**WHAT NEEDS TO BE DONE:**
Pick out and copy every line of the material below that contains the string "floor". Matches must have the same uppercase and lowercase letters.

== RECORD EXTRACTS

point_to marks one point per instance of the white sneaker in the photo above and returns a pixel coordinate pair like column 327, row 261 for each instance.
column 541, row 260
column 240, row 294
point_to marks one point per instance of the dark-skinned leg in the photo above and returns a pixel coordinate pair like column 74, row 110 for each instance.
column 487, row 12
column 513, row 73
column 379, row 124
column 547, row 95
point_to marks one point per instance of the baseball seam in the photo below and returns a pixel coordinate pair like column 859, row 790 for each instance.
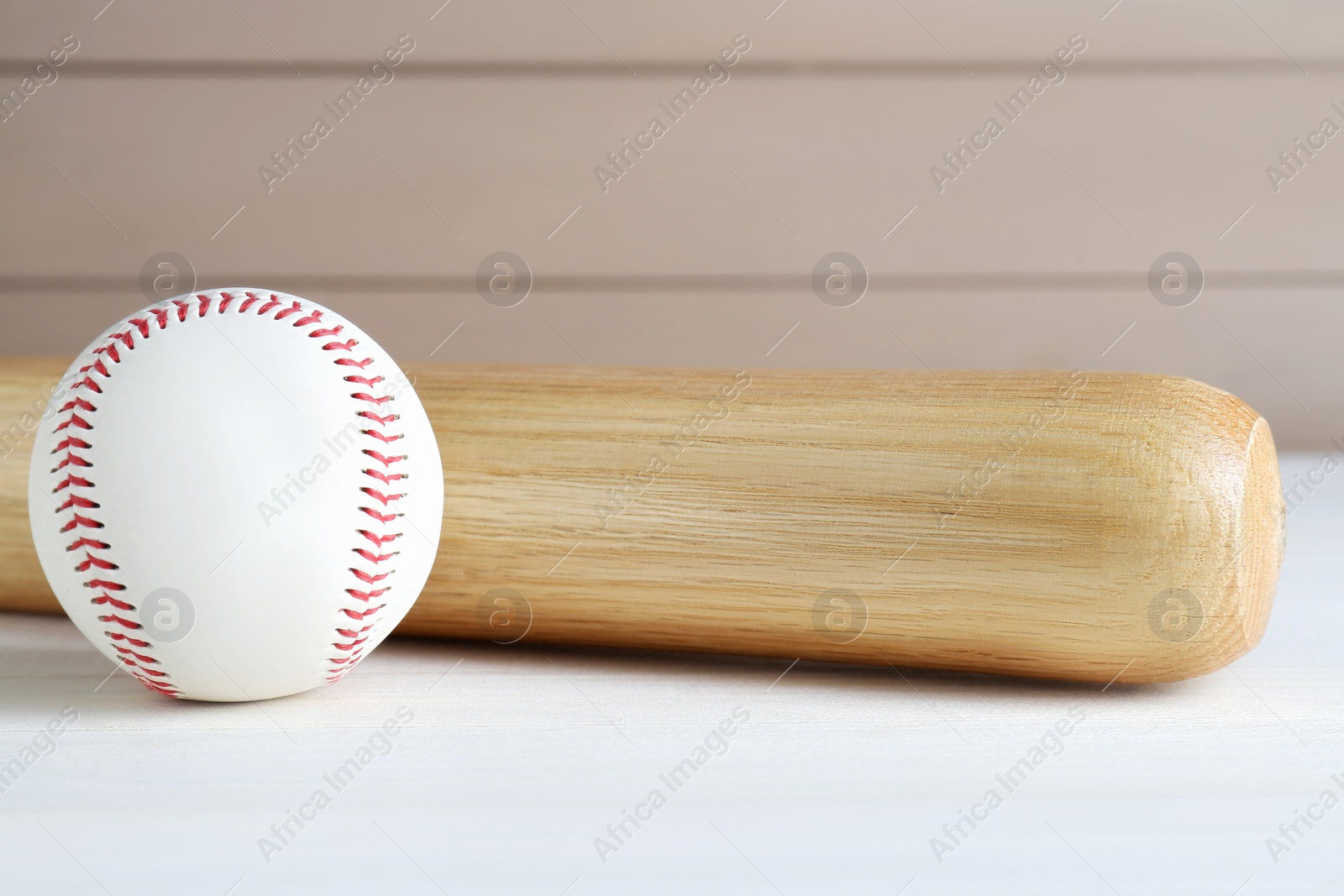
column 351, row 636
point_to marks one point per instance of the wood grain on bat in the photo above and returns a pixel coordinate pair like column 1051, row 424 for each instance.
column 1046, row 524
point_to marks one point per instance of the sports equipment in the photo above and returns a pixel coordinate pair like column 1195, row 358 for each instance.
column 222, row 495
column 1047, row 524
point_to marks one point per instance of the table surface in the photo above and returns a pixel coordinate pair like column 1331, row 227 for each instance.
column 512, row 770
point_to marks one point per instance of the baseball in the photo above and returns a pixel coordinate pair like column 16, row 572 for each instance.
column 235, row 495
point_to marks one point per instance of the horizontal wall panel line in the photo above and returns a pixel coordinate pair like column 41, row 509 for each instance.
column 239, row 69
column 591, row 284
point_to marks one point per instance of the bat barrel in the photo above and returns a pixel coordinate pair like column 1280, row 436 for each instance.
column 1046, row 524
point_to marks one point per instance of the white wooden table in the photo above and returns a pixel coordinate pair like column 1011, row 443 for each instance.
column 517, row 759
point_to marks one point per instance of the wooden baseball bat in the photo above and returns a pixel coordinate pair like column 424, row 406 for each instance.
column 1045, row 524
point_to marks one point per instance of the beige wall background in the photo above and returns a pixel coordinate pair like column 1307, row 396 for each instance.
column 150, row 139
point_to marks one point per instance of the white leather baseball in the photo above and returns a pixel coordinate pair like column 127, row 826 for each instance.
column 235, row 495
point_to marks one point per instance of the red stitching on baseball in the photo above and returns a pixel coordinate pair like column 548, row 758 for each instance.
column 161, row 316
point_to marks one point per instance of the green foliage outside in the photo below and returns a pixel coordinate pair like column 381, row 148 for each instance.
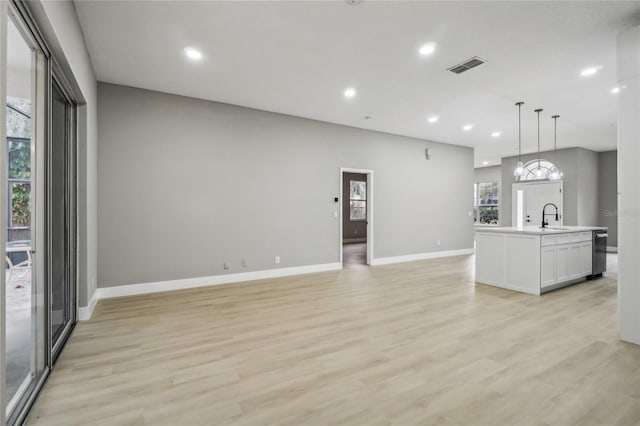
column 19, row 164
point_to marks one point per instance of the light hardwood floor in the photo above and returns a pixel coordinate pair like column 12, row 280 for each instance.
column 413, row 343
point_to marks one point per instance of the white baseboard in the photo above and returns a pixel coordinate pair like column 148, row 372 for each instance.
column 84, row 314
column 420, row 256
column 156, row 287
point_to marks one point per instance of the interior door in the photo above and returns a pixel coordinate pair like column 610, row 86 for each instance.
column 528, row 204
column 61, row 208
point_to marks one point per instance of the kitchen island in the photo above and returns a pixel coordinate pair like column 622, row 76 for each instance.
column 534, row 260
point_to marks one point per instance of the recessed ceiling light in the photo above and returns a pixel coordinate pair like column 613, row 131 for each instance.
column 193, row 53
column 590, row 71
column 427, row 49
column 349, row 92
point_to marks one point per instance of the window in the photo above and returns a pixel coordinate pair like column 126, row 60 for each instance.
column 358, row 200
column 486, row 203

====
== RECORD EXTRACTS

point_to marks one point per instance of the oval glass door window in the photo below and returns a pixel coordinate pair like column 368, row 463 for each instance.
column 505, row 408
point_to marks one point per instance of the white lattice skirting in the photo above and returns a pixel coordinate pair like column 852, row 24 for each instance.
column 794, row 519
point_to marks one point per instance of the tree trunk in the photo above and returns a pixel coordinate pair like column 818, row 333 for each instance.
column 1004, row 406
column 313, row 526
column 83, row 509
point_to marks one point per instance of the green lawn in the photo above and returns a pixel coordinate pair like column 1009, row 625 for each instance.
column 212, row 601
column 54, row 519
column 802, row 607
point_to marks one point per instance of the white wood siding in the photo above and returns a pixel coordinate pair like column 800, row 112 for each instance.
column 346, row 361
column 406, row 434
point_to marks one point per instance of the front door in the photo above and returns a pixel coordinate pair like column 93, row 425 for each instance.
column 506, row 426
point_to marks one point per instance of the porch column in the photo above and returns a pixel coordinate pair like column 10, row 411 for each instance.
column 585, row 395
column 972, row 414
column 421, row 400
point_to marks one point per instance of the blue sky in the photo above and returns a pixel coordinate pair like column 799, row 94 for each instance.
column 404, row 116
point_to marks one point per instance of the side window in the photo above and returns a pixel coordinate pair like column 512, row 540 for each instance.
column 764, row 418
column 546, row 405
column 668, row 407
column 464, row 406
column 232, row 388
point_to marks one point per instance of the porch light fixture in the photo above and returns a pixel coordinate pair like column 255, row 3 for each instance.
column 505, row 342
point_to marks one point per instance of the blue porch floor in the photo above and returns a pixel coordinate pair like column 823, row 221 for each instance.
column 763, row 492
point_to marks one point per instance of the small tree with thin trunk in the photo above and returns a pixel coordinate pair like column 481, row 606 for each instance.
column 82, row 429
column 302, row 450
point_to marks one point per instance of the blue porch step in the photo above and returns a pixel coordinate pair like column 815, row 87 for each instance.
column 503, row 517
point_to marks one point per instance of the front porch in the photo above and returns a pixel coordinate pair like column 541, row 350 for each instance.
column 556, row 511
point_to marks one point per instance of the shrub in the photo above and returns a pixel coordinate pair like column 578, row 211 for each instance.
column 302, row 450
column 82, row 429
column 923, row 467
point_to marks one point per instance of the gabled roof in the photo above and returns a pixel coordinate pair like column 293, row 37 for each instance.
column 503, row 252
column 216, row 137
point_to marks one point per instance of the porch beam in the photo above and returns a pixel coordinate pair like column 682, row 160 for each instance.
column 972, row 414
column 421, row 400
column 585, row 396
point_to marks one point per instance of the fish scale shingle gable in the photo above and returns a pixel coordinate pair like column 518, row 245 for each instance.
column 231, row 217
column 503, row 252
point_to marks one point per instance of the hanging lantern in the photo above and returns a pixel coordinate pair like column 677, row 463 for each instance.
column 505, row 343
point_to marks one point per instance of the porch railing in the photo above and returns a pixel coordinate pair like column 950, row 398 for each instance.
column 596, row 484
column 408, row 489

====

**SOLVED PROBLEM:**
point_to marks one point per instance of the light hardwood floor in the photo above and returns a pixel coordinate pair like column 12, row 280 for each instance.
point_to marks one point per instance of the blue porch floor in the photo above and returns a pixel coordinate pair like column 823, row 221 for each instance.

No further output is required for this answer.